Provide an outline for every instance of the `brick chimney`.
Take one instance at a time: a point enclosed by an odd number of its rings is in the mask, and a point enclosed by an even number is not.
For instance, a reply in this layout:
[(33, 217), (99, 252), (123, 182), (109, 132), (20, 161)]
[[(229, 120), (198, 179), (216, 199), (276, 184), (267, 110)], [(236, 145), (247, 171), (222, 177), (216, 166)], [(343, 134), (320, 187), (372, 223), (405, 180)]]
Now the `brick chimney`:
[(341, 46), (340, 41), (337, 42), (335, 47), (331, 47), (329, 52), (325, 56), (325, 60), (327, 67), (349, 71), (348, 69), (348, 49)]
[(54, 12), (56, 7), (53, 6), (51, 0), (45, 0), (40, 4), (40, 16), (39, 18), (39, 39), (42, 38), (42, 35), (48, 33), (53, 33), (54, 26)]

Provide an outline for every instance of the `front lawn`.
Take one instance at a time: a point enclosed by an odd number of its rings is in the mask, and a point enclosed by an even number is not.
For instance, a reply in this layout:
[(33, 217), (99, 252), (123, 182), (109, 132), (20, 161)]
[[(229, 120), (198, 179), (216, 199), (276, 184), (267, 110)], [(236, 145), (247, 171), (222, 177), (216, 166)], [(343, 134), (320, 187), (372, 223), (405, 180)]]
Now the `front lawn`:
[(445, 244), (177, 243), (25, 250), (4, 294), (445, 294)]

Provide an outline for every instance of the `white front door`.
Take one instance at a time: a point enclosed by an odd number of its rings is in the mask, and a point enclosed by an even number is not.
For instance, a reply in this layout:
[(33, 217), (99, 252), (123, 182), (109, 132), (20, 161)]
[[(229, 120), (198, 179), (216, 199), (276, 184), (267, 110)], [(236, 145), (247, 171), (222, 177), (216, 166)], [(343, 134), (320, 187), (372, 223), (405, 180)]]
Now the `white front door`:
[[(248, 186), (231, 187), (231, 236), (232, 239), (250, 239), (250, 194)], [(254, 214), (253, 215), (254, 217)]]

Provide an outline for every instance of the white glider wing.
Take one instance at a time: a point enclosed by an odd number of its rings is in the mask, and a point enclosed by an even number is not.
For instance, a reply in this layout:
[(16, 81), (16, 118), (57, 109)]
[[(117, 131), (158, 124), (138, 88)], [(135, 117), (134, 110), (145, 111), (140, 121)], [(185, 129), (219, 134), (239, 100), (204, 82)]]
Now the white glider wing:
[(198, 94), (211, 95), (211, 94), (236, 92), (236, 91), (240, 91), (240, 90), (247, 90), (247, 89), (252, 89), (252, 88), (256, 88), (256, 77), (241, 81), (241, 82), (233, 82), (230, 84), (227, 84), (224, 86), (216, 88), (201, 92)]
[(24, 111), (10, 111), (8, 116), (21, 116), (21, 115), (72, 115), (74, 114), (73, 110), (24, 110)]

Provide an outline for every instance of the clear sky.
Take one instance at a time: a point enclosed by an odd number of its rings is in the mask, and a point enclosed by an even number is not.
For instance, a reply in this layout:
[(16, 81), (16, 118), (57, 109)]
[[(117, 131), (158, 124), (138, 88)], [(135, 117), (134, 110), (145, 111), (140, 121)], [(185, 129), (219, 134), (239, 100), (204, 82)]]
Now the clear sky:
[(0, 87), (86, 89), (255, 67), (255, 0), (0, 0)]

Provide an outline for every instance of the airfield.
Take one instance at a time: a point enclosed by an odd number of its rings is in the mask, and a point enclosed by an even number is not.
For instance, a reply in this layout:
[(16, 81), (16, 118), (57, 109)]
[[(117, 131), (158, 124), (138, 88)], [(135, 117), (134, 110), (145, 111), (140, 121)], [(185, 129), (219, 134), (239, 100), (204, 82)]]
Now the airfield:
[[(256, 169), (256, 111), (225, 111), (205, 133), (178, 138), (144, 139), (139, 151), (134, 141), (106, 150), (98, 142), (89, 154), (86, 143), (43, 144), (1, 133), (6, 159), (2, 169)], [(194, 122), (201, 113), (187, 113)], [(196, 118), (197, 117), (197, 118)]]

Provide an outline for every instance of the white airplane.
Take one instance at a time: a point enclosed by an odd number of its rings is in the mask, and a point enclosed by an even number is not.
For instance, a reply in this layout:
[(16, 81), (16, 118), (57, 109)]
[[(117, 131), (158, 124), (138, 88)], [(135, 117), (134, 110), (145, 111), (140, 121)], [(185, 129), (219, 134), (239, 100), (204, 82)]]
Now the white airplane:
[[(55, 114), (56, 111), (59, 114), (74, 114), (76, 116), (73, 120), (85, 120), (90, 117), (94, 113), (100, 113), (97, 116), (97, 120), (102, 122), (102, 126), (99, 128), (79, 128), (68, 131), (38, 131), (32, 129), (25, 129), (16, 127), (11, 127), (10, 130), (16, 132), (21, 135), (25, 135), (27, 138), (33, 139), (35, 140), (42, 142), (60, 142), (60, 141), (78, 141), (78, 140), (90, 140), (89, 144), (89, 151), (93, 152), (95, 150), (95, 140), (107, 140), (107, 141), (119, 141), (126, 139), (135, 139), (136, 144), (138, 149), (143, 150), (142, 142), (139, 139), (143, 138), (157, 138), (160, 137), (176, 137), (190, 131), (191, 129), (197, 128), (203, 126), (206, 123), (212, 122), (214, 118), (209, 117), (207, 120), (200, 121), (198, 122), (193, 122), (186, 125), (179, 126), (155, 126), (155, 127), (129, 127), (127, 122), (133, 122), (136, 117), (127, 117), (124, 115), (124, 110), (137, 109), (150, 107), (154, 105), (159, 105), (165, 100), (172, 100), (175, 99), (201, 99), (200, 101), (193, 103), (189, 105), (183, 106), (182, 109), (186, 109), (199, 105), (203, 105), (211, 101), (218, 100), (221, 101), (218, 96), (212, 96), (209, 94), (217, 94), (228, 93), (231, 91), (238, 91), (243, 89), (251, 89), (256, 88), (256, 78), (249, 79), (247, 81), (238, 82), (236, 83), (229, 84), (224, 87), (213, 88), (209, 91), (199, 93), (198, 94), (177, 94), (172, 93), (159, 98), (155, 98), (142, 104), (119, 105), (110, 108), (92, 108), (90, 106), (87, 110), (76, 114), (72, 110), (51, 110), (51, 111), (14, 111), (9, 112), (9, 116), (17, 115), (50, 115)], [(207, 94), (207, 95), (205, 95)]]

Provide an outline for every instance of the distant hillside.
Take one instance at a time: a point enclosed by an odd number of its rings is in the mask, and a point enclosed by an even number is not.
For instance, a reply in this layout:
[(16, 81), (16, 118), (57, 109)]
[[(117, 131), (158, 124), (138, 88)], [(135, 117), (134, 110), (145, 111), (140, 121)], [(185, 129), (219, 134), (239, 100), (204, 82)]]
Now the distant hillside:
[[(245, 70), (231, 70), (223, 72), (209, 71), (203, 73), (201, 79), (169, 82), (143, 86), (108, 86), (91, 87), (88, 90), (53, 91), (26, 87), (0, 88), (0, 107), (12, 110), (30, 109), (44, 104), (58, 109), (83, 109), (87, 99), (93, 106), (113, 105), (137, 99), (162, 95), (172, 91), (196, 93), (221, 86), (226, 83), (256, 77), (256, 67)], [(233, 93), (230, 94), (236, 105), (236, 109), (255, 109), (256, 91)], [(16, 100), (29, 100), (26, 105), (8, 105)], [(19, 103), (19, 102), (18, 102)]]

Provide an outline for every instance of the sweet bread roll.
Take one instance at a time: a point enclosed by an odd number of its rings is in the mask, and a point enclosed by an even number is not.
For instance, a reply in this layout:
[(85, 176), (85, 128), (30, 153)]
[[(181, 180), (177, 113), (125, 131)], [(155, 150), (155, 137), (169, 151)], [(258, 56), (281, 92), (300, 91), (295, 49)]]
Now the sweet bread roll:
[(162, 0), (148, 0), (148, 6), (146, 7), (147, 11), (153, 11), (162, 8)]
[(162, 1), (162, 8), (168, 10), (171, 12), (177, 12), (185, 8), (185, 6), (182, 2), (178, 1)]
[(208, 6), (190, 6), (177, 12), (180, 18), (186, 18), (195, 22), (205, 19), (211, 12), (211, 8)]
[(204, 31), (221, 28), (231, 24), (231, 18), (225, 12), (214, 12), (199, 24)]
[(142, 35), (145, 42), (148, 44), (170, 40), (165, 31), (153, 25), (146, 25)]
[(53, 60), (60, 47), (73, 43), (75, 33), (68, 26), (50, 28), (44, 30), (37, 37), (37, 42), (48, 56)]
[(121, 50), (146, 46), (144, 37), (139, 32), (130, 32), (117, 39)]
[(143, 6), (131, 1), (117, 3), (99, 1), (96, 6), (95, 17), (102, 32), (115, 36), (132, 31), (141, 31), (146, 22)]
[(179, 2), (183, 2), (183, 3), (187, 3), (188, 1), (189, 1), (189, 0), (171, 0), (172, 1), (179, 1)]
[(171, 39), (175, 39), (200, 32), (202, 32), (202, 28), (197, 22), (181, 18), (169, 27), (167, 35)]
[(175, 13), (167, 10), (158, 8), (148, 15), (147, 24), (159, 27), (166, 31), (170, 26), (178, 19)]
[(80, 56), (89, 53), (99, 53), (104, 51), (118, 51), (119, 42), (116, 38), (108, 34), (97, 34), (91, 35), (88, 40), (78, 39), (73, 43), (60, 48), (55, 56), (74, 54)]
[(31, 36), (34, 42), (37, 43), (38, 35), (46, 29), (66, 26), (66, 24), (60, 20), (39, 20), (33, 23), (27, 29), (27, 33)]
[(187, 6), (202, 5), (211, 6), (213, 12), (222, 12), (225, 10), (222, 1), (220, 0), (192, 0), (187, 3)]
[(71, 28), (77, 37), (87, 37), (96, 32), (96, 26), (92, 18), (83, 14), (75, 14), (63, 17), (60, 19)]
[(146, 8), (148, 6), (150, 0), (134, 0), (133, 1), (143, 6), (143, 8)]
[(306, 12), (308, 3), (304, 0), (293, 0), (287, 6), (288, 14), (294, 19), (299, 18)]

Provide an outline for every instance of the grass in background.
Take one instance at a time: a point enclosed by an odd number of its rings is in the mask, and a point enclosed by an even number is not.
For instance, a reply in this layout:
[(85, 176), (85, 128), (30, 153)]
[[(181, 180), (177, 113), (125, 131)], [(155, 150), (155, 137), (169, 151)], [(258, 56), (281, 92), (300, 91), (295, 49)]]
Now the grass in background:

--------------------

• **Work instructions**:
Give back exactly the lines from the one containing "Provide an outline for every instance of the grass" to the end of the material, both ends included.

• **Exercise response**:
Provide an outline for every instance of the grass in background.
Take one instance at a time: a point enclosed by an odd number of its rings is in the mask, and a point enclosed by an even number is not.
For instance, a reply in this layout:
[(85, 176), (85, 128), (30, 153)]
[[(181, 180), (177, 113), (125, 131)], [(155, 150), (155, 137), (169, 151)], [(258, 56), (281, 92), (300, 91), (295, 49)]]
Now the grass in background:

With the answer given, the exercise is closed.